Write out the material below, word for word, from the line containing "Every instance of the black folder" up to and including the line containing "x=176 y=297". Give only those lines.

------------------------

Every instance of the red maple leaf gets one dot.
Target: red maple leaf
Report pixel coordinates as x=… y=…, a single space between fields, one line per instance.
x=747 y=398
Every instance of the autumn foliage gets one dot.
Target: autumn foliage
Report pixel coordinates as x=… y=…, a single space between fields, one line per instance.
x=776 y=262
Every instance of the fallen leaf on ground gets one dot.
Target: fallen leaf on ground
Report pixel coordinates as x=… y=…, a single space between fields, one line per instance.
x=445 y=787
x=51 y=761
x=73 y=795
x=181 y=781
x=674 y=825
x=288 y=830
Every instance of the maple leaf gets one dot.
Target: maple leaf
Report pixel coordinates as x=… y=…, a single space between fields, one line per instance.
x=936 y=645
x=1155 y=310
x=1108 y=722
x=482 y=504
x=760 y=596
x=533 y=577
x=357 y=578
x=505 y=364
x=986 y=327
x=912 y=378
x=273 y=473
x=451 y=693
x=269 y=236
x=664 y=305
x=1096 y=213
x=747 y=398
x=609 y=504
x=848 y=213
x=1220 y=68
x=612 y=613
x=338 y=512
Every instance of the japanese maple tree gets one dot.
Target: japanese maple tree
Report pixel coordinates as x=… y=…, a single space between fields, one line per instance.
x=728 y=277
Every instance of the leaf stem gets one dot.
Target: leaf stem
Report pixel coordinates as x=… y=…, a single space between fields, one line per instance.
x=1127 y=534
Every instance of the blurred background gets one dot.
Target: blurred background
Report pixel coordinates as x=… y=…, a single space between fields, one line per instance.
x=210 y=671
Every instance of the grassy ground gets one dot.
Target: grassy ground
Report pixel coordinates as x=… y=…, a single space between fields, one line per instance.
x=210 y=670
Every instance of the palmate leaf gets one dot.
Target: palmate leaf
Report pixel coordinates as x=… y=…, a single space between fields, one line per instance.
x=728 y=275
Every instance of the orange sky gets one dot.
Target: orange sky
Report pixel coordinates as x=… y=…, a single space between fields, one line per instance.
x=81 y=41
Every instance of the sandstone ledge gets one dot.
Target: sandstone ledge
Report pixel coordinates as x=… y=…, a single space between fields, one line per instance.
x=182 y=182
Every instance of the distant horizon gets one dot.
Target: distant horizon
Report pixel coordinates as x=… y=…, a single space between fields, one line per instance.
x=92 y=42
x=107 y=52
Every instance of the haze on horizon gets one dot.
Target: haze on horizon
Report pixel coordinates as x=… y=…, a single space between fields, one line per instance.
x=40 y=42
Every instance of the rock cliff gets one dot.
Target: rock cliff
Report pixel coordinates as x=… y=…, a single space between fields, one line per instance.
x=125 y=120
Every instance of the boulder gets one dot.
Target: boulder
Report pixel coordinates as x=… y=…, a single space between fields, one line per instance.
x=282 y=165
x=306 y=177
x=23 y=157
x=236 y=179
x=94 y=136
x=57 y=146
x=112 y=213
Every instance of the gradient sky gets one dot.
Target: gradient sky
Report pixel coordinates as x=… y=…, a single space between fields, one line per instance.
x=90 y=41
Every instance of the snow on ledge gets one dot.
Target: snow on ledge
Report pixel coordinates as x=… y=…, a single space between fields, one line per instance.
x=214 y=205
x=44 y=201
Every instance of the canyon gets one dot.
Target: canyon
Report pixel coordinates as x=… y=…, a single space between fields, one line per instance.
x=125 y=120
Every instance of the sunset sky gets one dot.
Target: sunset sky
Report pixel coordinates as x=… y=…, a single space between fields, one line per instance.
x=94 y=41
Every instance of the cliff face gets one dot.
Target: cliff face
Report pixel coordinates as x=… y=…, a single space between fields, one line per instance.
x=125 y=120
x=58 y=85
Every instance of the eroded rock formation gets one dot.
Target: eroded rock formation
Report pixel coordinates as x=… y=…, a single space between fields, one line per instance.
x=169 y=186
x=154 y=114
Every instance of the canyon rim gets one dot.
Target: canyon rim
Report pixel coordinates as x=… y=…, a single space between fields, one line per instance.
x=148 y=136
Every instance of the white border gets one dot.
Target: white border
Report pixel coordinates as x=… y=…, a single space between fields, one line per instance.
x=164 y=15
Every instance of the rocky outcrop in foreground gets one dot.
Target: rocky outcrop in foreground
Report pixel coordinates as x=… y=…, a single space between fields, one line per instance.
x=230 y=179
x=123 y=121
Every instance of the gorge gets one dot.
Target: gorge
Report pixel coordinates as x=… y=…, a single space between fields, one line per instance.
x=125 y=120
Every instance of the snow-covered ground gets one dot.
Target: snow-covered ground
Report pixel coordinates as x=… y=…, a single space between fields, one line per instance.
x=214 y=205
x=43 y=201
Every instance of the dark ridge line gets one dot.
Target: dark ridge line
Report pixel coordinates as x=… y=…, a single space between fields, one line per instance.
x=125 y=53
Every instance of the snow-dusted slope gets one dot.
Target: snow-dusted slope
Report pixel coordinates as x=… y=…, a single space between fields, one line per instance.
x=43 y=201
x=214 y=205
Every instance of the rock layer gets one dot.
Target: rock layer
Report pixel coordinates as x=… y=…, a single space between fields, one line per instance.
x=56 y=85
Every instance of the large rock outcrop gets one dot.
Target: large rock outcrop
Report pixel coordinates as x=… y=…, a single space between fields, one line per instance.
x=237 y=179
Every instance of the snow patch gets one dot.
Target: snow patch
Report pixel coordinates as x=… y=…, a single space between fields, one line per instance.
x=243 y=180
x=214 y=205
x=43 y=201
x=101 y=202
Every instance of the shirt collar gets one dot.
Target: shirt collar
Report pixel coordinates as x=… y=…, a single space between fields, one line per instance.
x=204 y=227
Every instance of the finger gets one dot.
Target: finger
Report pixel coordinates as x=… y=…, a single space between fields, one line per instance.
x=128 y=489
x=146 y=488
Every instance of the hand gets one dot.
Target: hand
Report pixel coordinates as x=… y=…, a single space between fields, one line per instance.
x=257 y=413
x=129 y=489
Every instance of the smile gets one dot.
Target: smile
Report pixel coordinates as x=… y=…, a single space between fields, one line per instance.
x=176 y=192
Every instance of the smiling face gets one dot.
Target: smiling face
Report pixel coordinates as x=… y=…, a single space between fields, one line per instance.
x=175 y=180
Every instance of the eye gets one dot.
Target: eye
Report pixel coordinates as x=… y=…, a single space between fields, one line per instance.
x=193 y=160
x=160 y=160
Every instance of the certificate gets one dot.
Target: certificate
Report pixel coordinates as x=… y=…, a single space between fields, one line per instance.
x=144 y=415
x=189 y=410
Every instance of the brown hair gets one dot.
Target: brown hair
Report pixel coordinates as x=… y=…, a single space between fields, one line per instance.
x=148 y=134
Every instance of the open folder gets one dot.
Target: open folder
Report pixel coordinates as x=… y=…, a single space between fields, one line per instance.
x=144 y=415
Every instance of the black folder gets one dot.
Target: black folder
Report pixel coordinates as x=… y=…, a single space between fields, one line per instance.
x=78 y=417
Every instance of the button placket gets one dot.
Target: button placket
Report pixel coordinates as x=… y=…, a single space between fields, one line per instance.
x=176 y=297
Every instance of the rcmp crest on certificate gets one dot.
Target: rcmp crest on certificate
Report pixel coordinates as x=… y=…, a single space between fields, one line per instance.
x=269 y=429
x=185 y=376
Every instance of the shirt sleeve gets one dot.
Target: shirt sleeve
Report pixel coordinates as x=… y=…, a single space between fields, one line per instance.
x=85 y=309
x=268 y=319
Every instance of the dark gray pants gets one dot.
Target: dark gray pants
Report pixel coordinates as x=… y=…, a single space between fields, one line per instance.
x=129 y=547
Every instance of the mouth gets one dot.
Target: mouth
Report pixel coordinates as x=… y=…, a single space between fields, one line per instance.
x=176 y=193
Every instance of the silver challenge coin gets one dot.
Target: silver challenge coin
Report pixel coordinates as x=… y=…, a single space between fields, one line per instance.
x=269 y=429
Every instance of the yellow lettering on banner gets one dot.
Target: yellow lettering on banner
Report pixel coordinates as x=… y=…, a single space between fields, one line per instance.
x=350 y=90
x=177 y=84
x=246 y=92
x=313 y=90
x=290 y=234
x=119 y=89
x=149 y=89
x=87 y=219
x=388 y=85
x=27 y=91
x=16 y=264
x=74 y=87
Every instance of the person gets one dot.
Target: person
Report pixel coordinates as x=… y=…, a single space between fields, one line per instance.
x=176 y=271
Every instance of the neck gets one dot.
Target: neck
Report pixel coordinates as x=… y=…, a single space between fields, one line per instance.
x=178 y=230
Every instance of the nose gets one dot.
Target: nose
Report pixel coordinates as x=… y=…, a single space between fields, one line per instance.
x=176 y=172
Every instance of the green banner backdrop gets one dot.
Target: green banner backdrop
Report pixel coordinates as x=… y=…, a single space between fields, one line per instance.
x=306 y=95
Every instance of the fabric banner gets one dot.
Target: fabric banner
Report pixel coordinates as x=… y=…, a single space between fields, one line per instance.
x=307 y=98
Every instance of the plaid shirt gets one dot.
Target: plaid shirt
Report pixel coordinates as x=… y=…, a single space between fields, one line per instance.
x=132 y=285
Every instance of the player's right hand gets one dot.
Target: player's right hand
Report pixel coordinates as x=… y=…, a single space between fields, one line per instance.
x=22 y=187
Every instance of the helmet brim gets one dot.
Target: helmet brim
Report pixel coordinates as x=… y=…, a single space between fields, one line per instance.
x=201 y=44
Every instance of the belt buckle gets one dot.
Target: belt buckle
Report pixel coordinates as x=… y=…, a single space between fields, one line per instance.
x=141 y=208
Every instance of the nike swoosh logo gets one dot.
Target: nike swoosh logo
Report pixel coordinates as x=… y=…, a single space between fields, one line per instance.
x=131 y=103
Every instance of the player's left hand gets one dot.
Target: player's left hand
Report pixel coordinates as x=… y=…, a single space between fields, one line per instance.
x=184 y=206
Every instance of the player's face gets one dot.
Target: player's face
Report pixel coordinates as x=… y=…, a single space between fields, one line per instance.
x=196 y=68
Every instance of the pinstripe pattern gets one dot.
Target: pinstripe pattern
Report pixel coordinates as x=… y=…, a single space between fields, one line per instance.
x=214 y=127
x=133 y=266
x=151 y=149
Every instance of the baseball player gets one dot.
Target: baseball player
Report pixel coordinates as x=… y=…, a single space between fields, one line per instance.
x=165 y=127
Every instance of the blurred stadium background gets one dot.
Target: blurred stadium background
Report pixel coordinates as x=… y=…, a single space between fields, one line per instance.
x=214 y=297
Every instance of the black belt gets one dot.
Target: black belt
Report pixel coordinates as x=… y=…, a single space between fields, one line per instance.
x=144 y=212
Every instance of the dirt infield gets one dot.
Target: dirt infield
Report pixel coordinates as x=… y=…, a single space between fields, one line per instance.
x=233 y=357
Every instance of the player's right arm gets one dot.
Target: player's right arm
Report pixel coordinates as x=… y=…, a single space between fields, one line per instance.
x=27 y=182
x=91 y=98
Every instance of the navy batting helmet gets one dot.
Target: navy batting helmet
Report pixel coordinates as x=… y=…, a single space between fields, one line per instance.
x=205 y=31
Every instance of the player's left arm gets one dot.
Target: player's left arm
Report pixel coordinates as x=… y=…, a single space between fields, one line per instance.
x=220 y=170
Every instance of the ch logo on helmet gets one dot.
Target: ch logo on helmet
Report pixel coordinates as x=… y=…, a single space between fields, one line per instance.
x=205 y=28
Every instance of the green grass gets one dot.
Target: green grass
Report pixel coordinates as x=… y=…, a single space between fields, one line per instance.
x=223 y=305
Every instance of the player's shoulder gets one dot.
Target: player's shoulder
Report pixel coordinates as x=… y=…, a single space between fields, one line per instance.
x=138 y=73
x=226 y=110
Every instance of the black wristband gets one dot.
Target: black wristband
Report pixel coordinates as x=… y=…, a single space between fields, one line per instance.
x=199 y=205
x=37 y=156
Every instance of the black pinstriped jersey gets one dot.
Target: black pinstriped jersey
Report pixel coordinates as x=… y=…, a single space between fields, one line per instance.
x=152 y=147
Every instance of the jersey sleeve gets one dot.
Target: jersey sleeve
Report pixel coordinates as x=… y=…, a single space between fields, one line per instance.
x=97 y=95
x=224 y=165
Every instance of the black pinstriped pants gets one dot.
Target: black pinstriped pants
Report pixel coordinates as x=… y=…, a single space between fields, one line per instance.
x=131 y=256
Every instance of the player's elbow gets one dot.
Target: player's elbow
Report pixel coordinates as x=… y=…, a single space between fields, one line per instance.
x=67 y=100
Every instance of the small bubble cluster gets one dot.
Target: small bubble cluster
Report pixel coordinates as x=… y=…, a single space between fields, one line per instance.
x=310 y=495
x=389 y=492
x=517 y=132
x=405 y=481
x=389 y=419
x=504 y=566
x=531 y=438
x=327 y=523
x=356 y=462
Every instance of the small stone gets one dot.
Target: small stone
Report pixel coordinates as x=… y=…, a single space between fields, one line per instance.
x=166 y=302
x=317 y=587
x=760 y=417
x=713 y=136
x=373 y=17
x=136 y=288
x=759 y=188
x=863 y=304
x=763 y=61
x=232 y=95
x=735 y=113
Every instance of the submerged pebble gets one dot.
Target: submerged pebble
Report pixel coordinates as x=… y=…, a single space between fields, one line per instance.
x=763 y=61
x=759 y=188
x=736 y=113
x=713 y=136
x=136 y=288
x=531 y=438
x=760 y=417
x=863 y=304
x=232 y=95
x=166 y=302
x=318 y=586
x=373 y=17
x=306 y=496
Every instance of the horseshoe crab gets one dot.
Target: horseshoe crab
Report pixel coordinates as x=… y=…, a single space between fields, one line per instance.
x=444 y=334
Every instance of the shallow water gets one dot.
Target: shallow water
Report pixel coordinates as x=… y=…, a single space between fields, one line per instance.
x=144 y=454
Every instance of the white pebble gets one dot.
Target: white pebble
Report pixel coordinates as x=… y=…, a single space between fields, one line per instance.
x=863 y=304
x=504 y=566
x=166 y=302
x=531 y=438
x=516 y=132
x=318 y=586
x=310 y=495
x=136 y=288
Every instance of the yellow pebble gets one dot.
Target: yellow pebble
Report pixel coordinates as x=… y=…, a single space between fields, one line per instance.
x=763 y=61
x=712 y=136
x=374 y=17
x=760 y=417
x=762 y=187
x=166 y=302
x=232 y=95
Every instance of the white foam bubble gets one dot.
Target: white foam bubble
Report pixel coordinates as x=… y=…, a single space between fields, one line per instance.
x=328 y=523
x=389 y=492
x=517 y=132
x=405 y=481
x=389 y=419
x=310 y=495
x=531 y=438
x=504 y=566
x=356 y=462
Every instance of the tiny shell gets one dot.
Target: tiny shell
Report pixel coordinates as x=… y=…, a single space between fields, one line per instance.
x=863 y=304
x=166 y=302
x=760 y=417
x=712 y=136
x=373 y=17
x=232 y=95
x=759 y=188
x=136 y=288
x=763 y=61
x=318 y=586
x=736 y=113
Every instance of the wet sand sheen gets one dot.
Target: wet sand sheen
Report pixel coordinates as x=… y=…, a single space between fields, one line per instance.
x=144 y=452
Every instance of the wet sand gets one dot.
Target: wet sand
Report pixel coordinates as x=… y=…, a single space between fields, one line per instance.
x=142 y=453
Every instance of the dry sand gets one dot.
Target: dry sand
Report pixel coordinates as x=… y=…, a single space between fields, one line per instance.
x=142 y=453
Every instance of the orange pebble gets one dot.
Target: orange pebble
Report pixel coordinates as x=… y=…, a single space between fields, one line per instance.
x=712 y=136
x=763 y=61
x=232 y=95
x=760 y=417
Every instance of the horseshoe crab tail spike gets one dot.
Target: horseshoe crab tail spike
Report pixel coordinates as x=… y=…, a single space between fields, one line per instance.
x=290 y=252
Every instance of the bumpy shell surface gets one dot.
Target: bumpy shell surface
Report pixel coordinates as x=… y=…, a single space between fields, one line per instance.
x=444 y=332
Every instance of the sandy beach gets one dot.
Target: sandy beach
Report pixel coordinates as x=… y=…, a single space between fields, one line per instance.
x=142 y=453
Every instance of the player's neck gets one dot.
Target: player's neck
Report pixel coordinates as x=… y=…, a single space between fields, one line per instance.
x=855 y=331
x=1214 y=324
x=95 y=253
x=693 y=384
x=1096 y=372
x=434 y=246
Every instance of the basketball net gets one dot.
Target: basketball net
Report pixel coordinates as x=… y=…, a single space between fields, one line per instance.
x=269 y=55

------------------------

Solution for this exercise
Every instance of the black folder gets one dot.
Target: black folder
Report pixel coordinates as x=… y=…, a single space between fields, one line per instance.
x=78 y=417
Every instance of the button placket gets one dot.
Target: button placket
Report pixel coordinates as x=… y=…, a single space between fields, one line per instance.
x=176 y=297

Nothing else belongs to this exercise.